> _Work to be completed_:
For the entries below, the result should be an exact transcription of the lines from the one with "TARGET = horse chest" up to and including the one with "TARGET = long dark mane", and only those.
** Opening Records supplied block **
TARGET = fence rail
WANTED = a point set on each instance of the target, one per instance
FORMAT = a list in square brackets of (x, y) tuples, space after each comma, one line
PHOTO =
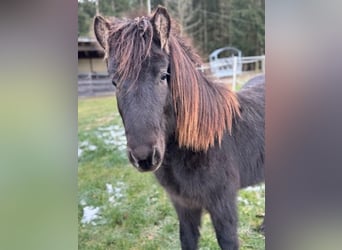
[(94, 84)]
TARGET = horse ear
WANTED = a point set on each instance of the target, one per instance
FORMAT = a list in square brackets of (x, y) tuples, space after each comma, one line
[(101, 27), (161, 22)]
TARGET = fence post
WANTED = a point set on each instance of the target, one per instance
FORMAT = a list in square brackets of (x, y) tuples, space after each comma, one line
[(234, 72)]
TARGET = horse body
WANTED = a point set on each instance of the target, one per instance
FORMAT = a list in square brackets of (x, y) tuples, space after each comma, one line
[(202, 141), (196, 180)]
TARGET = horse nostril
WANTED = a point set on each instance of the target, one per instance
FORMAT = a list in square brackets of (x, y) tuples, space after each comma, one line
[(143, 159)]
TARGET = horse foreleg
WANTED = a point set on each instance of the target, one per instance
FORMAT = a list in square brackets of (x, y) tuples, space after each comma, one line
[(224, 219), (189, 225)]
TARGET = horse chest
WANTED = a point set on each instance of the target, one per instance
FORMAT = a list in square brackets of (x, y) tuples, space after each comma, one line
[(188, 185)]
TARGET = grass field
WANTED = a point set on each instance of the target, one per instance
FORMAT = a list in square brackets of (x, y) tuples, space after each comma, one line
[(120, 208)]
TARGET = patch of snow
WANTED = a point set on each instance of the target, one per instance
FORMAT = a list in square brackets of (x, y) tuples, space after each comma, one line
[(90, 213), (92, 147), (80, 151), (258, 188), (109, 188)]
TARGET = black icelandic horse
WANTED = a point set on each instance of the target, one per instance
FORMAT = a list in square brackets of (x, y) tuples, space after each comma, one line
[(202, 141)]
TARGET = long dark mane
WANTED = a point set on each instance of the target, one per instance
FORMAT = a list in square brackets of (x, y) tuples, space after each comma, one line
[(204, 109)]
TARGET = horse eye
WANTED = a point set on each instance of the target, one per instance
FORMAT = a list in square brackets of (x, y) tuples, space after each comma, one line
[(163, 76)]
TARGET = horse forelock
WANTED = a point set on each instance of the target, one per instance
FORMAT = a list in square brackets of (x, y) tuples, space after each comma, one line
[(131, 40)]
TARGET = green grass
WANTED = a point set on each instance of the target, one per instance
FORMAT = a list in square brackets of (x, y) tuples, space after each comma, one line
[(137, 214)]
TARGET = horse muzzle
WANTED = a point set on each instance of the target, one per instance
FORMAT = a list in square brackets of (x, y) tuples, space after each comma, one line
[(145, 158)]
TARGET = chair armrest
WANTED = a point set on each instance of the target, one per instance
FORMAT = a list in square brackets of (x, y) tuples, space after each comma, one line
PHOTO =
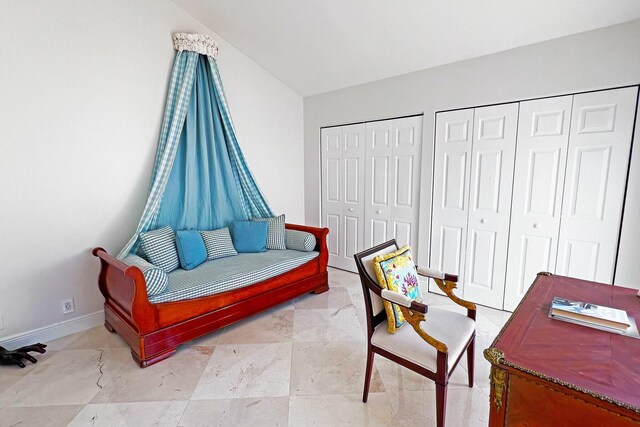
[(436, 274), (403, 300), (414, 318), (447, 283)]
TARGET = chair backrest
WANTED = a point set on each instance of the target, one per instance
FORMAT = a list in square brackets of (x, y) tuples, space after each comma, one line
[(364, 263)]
** Closing Records supplied block **
** Opening Records supplied block **
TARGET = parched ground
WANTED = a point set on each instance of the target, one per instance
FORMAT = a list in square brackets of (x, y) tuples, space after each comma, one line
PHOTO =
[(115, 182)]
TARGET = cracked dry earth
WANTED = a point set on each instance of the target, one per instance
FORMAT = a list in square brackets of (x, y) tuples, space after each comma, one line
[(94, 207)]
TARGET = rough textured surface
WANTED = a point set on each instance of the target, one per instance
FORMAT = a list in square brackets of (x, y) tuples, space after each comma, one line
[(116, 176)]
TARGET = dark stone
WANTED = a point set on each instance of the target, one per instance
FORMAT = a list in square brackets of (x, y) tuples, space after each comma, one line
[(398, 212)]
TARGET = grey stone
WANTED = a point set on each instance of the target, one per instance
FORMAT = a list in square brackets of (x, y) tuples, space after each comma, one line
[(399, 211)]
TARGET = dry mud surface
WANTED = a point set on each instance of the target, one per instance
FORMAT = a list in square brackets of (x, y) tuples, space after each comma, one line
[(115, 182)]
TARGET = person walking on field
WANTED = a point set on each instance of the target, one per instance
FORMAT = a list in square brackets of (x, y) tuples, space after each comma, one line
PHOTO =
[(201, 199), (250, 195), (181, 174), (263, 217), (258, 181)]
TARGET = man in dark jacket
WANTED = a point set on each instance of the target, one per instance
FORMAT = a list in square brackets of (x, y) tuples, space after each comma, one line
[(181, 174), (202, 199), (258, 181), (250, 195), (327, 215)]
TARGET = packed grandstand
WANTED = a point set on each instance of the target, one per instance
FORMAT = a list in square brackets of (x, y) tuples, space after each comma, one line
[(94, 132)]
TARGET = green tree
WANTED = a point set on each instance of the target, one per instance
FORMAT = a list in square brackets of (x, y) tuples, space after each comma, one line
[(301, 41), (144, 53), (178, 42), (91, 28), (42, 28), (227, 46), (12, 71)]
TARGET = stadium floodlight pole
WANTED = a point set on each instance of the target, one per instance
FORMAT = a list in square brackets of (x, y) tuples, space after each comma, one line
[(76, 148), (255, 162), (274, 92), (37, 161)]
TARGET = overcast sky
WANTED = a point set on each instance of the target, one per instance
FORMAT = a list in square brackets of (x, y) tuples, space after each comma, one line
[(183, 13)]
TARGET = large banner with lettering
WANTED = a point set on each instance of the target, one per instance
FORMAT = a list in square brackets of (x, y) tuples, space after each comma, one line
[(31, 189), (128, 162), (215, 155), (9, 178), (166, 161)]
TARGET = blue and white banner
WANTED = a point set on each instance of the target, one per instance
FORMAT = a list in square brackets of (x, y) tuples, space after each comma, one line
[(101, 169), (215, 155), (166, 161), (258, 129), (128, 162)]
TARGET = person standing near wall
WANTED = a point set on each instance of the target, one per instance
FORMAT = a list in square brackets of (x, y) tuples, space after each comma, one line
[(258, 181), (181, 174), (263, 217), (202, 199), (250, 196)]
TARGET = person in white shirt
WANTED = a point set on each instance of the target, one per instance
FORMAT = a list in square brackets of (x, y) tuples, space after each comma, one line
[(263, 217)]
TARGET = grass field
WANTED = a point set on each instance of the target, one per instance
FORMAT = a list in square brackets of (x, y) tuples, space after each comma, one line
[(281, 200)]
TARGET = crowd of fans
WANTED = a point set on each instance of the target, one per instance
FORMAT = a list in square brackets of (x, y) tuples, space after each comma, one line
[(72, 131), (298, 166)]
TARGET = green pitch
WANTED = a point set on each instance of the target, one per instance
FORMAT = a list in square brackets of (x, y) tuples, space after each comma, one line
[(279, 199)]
** Closing Records supplied block **
** Opening Records supplied block **
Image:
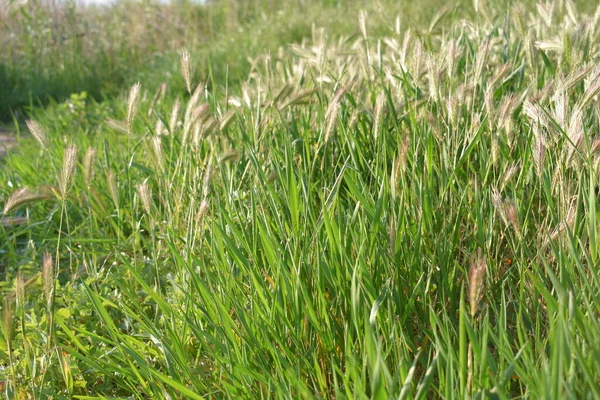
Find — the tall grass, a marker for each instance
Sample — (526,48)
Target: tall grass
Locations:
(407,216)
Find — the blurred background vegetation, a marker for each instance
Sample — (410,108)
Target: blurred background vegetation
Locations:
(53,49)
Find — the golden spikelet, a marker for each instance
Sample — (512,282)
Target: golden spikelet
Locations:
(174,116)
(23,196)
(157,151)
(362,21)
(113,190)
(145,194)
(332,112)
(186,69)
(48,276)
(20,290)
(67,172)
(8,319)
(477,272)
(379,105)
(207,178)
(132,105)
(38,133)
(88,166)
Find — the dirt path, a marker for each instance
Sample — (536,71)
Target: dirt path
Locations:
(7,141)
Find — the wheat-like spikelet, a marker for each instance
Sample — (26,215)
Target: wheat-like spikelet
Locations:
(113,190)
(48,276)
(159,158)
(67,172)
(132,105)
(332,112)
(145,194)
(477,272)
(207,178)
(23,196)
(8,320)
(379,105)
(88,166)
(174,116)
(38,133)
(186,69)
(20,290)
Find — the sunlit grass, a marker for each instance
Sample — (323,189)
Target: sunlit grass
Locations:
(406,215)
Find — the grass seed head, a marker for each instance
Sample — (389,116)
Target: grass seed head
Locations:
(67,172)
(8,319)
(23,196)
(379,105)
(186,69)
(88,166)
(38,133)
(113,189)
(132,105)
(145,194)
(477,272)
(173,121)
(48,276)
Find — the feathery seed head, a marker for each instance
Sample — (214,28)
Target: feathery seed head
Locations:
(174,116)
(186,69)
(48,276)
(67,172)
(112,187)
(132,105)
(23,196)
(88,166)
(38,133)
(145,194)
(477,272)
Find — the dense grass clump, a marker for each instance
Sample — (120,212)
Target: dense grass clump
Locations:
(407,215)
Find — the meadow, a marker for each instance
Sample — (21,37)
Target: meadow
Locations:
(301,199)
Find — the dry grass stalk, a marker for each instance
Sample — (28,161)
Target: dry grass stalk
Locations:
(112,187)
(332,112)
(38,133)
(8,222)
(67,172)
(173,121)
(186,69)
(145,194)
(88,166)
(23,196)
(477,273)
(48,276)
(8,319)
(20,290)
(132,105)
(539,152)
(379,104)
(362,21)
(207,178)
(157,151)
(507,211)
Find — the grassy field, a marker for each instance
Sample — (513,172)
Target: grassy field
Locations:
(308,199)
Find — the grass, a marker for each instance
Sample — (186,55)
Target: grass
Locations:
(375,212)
** Closing Records supplied block **
> _Output for this exercise_:
TARGET = horse chest
WANTED = a point set on each instance of the target, one per instance
FORMAT = a list in square brackets of (x, y) tuples, space after each comma, one line
[(188, 185)]
TARGET = grass field
WANTED = a point set on each instance of the target, one per instance
FORMAT = a list in square brackets of (x, y) tuples, space after each comma, one line
[(120, 208)]
TARGET = patch of snow
WANTED = a point set on each instance of the target, one per instance
FORMAT = a list in square brackets of (x, y) tuples, space after each comma, one line
[(90, 213), (92, 147), (80, 151), (258, 188), (109, 188)]
TARGET = black icelandic horse
WANTED = a point set on each instance of the target, one per instance
FORMAT = a list in square brackets of (x, y) tuples, space after each comma, one line
[(202, 141)]
TARGET = long dark mane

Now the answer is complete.